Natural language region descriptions

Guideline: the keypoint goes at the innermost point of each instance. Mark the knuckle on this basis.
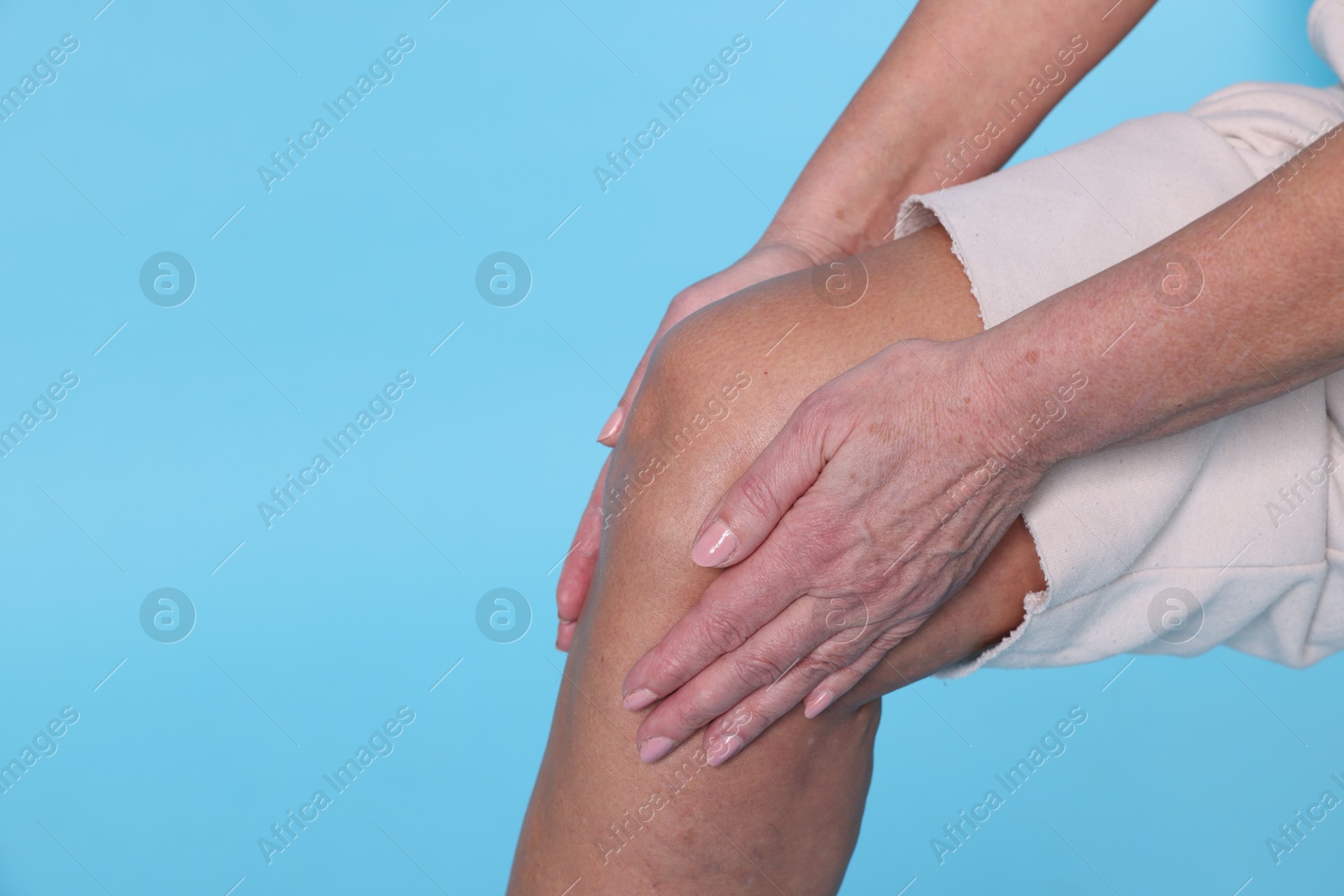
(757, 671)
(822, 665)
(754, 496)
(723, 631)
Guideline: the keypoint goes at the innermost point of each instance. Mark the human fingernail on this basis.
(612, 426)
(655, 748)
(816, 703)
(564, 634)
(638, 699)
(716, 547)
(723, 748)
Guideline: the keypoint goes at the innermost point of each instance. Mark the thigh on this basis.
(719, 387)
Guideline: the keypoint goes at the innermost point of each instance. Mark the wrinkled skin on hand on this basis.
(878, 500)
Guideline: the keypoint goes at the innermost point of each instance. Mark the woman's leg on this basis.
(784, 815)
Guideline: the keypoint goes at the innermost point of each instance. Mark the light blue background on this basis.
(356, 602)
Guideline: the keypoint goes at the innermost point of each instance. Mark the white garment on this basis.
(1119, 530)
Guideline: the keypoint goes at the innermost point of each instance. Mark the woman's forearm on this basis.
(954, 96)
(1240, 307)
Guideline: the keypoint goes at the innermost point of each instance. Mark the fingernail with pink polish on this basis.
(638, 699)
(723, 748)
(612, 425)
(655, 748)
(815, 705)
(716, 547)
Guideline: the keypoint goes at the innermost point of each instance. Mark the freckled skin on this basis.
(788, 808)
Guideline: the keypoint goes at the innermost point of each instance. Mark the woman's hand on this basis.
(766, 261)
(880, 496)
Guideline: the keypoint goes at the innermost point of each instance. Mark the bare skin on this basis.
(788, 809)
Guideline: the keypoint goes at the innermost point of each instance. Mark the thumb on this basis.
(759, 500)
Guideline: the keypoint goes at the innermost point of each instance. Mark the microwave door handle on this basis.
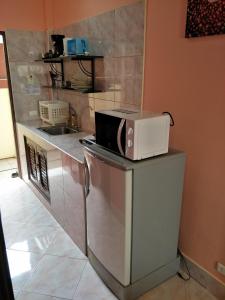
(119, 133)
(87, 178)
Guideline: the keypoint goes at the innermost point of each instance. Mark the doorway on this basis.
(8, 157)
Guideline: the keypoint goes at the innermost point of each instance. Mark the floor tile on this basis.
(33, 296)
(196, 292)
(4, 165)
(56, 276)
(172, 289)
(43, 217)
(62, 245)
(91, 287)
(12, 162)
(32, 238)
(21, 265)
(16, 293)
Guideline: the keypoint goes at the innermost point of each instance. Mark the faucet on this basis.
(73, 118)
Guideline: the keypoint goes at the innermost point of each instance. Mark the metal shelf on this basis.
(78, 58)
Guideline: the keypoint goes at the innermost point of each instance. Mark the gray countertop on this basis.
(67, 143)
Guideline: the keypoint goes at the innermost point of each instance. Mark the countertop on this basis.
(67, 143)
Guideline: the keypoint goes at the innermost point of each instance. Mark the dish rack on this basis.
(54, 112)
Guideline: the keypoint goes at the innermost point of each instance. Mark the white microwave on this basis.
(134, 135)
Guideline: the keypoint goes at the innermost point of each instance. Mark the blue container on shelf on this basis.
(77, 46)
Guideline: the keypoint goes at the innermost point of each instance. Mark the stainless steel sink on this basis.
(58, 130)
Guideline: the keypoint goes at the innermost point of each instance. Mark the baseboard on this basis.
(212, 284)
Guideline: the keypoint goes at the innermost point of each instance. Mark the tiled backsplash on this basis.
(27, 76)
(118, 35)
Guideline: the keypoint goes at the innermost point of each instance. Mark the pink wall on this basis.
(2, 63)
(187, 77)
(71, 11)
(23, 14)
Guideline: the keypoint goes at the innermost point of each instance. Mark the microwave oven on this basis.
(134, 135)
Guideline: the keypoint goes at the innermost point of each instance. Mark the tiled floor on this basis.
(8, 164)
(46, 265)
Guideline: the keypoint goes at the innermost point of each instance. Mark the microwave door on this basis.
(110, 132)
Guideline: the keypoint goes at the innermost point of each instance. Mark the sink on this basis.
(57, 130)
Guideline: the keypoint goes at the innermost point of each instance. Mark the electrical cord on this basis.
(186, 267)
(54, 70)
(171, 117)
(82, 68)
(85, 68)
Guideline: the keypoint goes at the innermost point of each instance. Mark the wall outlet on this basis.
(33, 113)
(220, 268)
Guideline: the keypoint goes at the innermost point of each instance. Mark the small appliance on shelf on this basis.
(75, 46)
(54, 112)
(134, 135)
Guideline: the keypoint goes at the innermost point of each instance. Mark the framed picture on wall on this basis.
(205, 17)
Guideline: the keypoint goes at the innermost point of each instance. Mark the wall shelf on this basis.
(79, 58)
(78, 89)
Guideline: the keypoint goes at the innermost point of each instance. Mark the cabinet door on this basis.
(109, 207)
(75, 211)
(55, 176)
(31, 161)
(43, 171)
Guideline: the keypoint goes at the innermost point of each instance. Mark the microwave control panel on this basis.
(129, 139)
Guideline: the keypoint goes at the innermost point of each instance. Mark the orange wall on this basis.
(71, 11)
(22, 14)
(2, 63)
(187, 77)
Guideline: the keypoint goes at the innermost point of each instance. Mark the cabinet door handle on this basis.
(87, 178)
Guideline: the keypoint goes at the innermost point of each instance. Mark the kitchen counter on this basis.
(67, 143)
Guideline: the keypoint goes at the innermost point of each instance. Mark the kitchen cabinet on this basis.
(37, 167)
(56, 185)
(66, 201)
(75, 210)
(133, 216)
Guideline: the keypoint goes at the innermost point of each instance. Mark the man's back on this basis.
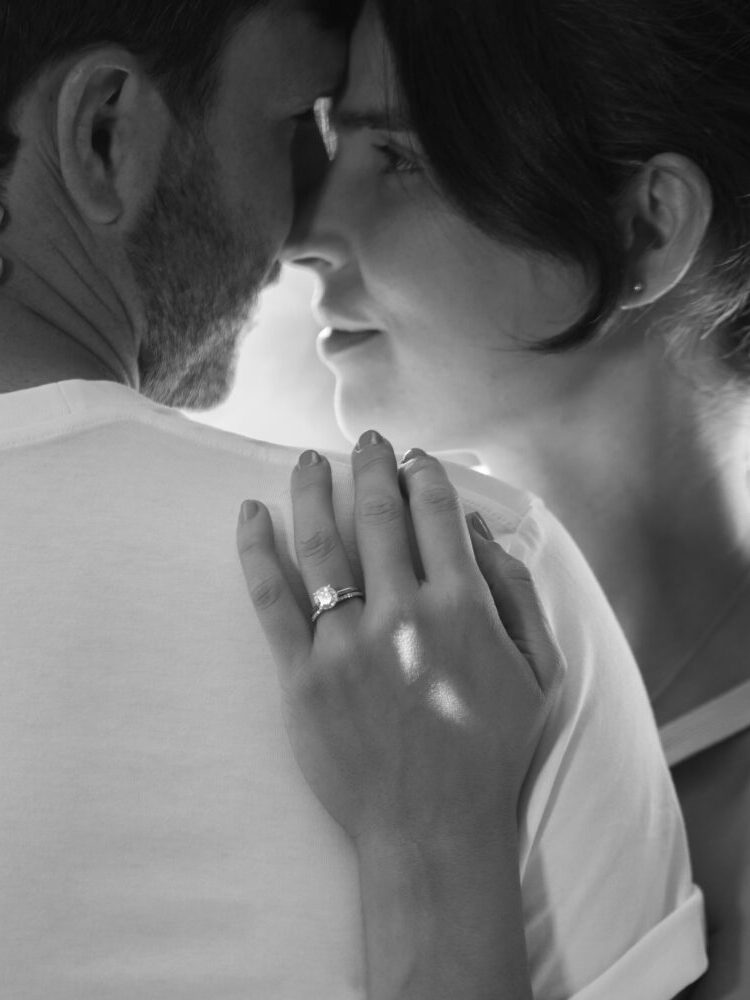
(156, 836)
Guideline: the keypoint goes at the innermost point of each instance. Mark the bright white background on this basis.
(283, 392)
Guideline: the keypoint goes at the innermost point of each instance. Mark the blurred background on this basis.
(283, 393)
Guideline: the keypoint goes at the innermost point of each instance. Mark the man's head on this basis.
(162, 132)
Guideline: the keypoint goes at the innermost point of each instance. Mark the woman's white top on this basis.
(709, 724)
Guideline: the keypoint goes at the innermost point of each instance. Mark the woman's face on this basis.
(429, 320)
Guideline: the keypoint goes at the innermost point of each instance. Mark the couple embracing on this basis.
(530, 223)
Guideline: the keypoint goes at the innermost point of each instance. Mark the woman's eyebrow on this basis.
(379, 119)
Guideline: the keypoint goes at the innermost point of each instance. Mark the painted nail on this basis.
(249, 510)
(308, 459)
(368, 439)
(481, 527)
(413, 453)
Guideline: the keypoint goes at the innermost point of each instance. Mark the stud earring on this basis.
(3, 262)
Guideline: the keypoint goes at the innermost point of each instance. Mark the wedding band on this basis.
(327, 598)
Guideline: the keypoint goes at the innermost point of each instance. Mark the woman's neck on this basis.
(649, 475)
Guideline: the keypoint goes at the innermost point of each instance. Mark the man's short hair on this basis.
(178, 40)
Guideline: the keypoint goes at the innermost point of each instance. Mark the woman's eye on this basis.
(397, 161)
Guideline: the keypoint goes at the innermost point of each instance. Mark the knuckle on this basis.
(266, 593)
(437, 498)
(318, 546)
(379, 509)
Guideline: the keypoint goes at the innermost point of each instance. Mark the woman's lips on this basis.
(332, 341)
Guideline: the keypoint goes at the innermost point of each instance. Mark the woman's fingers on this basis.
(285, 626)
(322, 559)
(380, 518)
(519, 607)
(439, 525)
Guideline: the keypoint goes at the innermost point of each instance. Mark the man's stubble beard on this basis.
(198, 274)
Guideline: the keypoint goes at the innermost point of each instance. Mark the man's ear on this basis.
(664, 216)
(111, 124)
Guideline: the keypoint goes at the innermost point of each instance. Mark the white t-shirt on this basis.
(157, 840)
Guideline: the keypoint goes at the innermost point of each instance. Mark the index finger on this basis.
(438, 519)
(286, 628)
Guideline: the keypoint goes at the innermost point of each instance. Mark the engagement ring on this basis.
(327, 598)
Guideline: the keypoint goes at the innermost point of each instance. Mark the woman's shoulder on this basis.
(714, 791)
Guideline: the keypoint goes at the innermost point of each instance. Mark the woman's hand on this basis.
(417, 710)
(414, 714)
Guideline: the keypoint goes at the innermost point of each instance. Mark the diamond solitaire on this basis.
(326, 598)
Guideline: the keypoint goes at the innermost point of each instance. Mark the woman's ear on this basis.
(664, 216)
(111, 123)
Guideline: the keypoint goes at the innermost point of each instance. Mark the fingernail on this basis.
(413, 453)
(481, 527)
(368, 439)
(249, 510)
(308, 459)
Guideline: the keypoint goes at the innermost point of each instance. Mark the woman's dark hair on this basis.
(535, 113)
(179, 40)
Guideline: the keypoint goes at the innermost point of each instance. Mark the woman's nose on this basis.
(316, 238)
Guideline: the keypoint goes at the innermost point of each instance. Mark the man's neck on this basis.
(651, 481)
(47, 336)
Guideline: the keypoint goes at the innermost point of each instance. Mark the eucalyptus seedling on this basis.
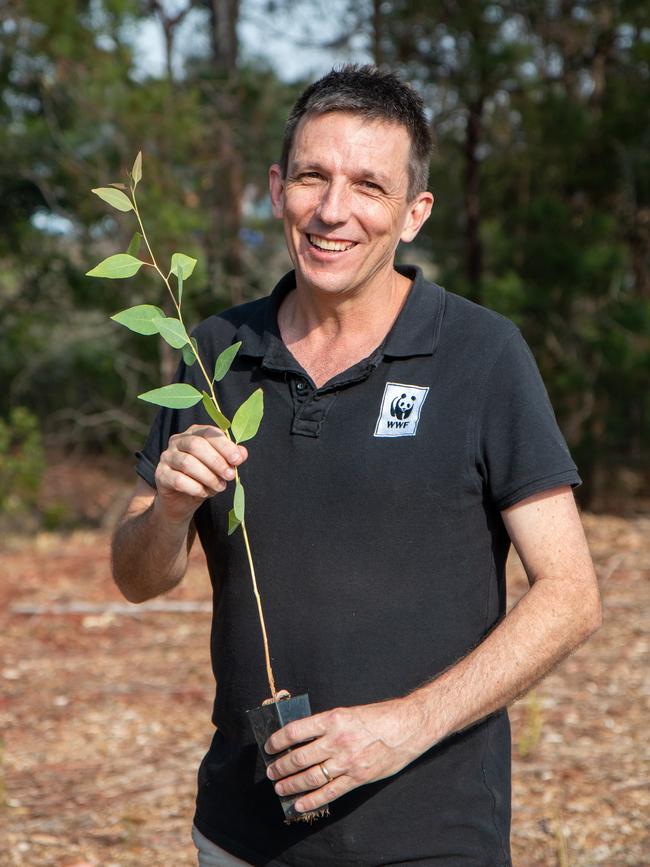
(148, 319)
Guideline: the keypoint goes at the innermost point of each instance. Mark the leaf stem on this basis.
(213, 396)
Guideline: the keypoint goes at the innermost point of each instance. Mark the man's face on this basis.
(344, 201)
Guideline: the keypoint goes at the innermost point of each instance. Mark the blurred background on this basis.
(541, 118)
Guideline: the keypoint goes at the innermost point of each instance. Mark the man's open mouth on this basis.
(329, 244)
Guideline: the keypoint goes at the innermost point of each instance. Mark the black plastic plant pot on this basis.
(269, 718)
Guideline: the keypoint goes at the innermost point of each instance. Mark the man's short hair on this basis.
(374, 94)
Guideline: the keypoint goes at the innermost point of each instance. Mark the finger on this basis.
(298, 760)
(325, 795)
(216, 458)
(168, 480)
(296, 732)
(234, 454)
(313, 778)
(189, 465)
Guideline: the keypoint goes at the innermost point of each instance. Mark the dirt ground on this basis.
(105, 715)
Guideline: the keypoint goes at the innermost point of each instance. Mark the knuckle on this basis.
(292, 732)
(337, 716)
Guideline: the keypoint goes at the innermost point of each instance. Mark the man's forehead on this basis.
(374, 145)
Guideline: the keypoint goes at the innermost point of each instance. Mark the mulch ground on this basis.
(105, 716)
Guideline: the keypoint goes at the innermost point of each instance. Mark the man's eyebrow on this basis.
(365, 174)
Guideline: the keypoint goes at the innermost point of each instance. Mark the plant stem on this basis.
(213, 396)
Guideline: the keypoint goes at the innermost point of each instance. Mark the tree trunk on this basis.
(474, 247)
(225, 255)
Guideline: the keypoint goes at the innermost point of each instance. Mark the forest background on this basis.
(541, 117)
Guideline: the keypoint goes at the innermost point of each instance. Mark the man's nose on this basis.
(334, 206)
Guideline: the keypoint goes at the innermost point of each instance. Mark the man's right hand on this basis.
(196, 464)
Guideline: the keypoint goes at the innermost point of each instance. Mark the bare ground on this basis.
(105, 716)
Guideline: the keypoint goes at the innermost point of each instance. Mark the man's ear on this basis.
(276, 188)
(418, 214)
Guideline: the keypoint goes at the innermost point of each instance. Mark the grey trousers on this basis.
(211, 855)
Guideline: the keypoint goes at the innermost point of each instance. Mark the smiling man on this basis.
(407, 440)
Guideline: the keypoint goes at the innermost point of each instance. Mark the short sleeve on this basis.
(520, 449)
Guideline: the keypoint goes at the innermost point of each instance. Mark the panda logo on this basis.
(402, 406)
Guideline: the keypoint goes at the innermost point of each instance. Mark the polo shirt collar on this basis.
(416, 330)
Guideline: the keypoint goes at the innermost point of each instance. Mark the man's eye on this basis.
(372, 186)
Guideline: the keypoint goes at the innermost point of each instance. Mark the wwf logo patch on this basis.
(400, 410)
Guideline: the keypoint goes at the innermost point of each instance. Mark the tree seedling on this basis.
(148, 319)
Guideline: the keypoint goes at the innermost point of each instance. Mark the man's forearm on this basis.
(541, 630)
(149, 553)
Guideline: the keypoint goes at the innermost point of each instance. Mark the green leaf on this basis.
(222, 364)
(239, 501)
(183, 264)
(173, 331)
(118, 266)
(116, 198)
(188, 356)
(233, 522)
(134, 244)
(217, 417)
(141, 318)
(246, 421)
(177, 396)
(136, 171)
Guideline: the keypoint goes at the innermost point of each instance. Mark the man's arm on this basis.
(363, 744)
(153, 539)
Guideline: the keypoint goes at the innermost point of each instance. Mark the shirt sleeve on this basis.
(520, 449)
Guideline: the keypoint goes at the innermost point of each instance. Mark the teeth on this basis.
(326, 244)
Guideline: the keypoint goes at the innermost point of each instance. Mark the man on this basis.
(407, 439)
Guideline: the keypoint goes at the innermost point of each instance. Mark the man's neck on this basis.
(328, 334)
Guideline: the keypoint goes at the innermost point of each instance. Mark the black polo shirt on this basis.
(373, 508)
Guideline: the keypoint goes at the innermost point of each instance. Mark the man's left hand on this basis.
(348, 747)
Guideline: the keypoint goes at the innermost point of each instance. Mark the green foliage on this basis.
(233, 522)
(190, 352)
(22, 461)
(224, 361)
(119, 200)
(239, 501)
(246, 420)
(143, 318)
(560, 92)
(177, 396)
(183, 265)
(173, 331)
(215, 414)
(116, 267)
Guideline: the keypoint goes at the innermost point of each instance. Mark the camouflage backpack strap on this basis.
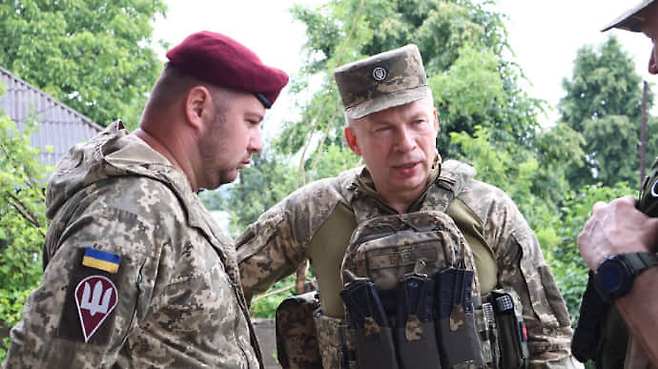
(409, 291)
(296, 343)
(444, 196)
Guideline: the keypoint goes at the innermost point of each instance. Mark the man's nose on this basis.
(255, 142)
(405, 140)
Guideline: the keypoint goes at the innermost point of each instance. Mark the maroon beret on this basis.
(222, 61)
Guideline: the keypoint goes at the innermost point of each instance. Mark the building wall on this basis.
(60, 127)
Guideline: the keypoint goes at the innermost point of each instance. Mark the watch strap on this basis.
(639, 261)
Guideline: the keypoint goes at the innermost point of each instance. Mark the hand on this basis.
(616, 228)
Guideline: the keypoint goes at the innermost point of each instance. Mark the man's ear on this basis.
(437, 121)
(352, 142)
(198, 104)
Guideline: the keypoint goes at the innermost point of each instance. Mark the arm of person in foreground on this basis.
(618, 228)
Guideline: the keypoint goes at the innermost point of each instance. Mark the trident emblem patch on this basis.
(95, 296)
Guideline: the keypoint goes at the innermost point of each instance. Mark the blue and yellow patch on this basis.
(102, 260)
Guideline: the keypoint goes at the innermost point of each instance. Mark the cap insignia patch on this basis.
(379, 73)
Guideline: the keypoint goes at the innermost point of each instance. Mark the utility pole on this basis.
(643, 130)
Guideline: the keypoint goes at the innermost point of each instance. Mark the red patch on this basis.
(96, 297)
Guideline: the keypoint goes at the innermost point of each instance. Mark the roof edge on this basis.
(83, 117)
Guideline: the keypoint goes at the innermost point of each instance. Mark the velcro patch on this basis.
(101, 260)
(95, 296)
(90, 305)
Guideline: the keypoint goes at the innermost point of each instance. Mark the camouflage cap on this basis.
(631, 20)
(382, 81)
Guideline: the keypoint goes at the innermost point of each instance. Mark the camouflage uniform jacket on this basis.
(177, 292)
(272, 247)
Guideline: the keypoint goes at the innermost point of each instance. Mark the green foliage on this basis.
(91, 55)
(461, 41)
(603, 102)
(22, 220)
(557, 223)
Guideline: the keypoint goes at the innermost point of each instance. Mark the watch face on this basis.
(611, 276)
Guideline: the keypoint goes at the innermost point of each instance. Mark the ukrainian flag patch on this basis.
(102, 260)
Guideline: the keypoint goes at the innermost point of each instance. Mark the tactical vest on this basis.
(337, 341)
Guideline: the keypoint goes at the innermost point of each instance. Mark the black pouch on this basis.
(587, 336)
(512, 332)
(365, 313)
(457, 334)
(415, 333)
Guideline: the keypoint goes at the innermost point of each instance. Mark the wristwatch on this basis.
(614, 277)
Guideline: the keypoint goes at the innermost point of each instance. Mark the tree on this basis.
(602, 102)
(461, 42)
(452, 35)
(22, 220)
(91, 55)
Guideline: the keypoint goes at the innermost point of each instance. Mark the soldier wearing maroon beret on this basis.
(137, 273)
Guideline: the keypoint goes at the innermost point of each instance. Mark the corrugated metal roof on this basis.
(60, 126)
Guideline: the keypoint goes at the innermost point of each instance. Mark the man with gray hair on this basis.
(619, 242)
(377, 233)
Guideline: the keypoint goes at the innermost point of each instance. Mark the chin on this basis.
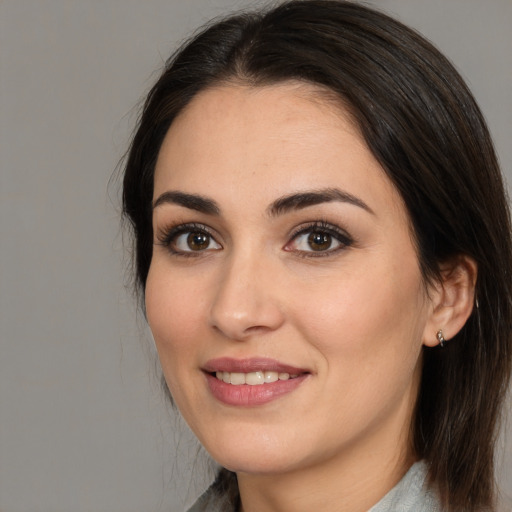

WHAT THIS TASK INVOLVES
Transcribe exactly, and only, the lines from the one containing "wristwatch on this basis." through the last line of the records above, both included; leave out the pictures.

TASK SOLUTION
Guideline: the keypoint goes at the innermost point of each instance. Mark the wristwatch on this basis.
(614, 277)
Guideline: the keypoint goes at the innermost point of each instance. Mark the tree on this basis.
(602, 102)
(461, 42)
(452, 35)
(22, 220)
(91, 55)
Guideline: the keypoint goes at the innermost point of each instance. Mark the soldier wearing maroon beret on this basis.
(137, 273)
Guideline: the keypoint goes at the innermost point of each instance. Mark the corrugated metal roof on this basis.
(60, 126)
Guideline: the keypoint goes at the innermost point of each instance. Mark the man with gray hair on this basis.
(619, 242)
(377, 233)
Guideline: the keypoint goes at the innermost point of each instance. Mark the chin on this basis.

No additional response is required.